What the task asks: Repeat nothing but the lines below running from the one containing "Target: person in blue uniform" to the one containing "Target: slender tree trunk". Keep both end lines.

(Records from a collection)

○ ○ ○ ○ ○

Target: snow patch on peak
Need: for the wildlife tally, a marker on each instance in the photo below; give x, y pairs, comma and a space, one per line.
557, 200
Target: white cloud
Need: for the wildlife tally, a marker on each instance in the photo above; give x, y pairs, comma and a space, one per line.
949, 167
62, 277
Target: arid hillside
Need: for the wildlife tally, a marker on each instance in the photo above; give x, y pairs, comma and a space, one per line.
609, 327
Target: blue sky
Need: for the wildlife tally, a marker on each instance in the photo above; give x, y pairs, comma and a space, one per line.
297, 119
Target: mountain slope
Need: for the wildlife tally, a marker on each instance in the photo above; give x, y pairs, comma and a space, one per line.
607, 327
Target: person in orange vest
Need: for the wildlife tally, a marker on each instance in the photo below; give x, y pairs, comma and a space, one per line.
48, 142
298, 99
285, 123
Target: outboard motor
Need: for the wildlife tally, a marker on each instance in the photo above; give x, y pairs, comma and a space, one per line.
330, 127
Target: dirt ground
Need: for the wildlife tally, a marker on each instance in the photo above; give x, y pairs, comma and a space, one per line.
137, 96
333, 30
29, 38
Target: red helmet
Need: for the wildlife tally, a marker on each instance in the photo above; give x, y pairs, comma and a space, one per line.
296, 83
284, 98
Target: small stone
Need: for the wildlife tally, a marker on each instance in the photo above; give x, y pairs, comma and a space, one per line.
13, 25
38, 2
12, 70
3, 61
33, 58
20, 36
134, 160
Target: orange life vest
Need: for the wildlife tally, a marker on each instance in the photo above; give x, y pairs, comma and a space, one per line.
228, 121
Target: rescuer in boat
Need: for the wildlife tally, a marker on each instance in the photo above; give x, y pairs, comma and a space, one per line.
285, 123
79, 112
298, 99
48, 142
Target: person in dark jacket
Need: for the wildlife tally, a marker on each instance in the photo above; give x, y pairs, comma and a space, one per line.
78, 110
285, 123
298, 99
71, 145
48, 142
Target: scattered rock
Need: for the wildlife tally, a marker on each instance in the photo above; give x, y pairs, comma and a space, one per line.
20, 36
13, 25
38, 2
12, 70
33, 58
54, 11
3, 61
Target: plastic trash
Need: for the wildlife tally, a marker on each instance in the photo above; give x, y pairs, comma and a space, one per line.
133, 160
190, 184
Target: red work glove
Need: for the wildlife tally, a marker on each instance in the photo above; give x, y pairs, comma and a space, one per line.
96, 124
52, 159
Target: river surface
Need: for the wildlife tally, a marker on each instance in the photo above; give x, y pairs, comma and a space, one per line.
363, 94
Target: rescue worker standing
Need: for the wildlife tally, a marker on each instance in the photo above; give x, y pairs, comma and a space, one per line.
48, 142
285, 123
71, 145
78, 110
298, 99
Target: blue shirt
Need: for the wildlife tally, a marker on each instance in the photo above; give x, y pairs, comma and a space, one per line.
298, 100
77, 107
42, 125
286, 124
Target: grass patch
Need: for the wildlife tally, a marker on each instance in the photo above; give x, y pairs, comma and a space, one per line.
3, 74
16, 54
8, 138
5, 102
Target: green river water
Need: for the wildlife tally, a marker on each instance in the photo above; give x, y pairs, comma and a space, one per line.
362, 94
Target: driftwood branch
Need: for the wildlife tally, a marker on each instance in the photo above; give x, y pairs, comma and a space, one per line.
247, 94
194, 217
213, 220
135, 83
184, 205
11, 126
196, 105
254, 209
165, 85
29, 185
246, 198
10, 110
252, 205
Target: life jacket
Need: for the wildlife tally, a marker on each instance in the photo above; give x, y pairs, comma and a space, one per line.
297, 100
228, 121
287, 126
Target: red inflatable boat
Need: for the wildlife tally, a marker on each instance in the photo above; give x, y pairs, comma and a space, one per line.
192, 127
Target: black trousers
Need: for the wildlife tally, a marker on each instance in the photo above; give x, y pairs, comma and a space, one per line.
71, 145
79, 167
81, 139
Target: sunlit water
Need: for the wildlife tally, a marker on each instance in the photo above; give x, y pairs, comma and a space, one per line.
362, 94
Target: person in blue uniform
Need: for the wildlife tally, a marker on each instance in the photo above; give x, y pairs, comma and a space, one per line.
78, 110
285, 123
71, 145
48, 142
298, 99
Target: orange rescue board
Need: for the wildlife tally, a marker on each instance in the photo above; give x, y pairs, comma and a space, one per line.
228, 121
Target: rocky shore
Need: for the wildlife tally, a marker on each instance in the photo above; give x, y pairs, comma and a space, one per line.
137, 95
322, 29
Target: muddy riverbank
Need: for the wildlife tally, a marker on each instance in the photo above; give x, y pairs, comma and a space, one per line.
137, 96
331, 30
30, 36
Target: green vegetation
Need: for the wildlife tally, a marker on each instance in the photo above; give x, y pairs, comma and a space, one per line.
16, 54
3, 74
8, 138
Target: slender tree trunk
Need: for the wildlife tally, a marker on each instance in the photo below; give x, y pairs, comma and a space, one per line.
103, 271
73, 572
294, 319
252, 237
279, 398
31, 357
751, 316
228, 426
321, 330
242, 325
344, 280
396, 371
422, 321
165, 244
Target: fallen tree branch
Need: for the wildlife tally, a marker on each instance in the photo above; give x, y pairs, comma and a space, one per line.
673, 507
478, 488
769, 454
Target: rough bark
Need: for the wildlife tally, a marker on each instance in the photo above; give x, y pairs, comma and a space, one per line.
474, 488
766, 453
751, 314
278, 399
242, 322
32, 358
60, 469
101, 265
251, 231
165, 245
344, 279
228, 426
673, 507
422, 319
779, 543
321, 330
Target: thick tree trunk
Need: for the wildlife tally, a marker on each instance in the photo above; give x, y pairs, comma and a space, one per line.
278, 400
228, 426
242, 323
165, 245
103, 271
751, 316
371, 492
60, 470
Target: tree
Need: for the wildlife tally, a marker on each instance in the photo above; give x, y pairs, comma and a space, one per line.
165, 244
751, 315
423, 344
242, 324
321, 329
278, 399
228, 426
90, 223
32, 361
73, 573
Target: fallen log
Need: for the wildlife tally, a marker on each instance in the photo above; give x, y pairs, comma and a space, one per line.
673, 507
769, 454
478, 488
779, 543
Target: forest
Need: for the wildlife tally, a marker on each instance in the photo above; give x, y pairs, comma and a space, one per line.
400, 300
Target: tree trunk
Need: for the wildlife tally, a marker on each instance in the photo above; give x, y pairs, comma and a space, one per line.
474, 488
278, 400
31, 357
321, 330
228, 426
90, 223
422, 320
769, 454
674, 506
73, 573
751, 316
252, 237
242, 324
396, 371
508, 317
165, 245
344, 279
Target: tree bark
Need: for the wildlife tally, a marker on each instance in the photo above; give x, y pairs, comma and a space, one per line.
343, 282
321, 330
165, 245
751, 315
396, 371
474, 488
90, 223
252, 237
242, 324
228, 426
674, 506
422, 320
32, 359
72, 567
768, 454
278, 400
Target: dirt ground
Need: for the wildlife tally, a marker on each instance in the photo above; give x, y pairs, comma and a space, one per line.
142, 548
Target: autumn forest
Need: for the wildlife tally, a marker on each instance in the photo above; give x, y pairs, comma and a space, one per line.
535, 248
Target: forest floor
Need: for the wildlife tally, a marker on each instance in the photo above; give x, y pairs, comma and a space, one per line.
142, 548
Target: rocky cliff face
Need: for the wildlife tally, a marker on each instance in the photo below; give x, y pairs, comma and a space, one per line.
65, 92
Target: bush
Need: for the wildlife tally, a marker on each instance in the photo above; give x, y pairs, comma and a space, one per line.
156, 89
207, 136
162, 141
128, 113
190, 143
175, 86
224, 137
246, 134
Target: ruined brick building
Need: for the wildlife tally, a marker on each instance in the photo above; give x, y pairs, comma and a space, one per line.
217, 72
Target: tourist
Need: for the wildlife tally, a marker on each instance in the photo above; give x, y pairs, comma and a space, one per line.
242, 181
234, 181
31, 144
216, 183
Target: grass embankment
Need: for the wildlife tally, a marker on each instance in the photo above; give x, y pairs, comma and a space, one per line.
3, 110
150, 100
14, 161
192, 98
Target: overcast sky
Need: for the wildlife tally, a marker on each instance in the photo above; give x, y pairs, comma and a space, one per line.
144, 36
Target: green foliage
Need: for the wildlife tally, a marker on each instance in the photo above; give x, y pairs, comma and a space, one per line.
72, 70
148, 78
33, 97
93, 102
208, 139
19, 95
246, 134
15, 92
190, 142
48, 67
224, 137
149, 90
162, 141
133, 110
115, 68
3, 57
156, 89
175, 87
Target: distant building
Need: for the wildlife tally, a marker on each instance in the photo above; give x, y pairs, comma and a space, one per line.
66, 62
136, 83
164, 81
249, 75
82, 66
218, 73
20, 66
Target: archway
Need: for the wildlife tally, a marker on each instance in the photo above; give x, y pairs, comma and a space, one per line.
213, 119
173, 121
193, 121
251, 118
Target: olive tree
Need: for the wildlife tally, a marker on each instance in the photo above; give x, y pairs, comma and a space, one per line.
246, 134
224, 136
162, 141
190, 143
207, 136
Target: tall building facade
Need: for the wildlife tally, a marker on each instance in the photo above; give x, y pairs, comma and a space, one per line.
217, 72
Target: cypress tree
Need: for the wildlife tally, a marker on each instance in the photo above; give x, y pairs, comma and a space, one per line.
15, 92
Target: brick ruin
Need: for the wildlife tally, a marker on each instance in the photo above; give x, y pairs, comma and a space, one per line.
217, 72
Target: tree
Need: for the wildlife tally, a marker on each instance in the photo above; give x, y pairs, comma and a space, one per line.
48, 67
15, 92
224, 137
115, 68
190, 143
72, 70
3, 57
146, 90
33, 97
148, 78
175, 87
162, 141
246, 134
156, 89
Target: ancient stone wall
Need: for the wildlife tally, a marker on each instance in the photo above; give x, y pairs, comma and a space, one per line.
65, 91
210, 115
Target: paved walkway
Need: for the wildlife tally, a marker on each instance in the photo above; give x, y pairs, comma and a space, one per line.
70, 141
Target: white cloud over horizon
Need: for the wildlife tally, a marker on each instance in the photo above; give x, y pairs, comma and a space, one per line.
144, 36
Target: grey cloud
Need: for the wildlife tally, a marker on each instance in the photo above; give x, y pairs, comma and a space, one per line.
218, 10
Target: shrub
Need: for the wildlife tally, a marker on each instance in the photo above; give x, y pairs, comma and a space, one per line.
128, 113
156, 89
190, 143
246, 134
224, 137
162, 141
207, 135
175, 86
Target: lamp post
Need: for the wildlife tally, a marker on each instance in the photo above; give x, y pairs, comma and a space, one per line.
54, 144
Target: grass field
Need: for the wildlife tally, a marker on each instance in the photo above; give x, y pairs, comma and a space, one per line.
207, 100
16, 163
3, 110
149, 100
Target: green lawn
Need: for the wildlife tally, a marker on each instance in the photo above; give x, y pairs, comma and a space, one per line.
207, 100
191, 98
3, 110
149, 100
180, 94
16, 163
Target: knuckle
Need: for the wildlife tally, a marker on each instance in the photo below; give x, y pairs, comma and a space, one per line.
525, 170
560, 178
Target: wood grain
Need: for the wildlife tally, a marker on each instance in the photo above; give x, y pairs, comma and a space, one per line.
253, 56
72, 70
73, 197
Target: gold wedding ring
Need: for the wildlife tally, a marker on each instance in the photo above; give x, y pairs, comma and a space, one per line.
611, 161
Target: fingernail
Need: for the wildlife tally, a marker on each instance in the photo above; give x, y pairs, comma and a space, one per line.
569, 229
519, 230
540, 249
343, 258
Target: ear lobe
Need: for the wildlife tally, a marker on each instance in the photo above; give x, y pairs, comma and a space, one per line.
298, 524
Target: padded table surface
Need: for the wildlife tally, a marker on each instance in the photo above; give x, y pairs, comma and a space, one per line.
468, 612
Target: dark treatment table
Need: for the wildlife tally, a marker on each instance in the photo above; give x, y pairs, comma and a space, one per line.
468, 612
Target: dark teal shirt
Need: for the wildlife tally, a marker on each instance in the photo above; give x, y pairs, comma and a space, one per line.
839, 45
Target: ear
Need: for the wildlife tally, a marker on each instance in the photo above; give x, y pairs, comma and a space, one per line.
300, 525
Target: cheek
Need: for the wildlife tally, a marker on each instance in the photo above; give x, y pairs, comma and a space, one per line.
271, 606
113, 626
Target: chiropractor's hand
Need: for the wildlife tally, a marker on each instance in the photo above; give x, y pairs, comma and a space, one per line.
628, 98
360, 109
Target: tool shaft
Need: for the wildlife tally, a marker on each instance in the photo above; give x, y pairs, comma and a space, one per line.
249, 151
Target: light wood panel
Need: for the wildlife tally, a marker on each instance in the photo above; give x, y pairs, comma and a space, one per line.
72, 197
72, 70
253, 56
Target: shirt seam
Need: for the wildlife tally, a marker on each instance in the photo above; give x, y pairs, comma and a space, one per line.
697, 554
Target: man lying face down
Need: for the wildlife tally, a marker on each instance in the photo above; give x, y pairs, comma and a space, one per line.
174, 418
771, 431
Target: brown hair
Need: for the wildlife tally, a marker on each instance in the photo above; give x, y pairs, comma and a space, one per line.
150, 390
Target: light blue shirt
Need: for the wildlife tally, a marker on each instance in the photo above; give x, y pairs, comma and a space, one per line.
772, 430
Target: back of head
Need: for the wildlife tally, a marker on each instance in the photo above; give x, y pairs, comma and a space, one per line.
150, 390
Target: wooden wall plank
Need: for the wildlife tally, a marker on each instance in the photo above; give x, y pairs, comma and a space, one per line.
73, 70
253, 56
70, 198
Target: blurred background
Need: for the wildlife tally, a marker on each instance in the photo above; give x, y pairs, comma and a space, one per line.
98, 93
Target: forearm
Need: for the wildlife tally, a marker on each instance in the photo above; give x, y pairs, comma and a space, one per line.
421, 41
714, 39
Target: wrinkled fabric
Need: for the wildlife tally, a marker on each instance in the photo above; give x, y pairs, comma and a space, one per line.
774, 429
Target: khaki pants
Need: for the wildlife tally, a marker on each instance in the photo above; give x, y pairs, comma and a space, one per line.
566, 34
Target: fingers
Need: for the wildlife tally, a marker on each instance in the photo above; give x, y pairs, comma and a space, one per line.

○ ○ ○ ○ ○

Answer section:
Target: person in blue uniform
Need: for the wildlife tally, a marker on each instance in the photo above; give x, y pairs, comma and a space, one per line.
78, 110
285, 123
71, 145
48, 142
298, 99
Target: orange rescue board
Need: for the wildlife tally, a marker on each instance in the photo above; give x, y pairs, comma and a space, one per line.
228, 121
Target: rocky shore
Need: for the wildlife tally, a marker on each instance in the photo above; give x, y pairs, comma and a space, one per line.
137, 95
322, 29
Target: muddy riverbank
Need: for the wildlife tally, a marker on each instance in the photo above; give x, y pairs, comma and a space, one per line.
137, 96
331, 30
30, 36
Target: green vegetation
Need: for the wildlife tally, a marker on each instance in the photo above; give x, y pairs, comma and a space, one per line.
16, 54
3, 74
8, 138
Target: slender tree trunk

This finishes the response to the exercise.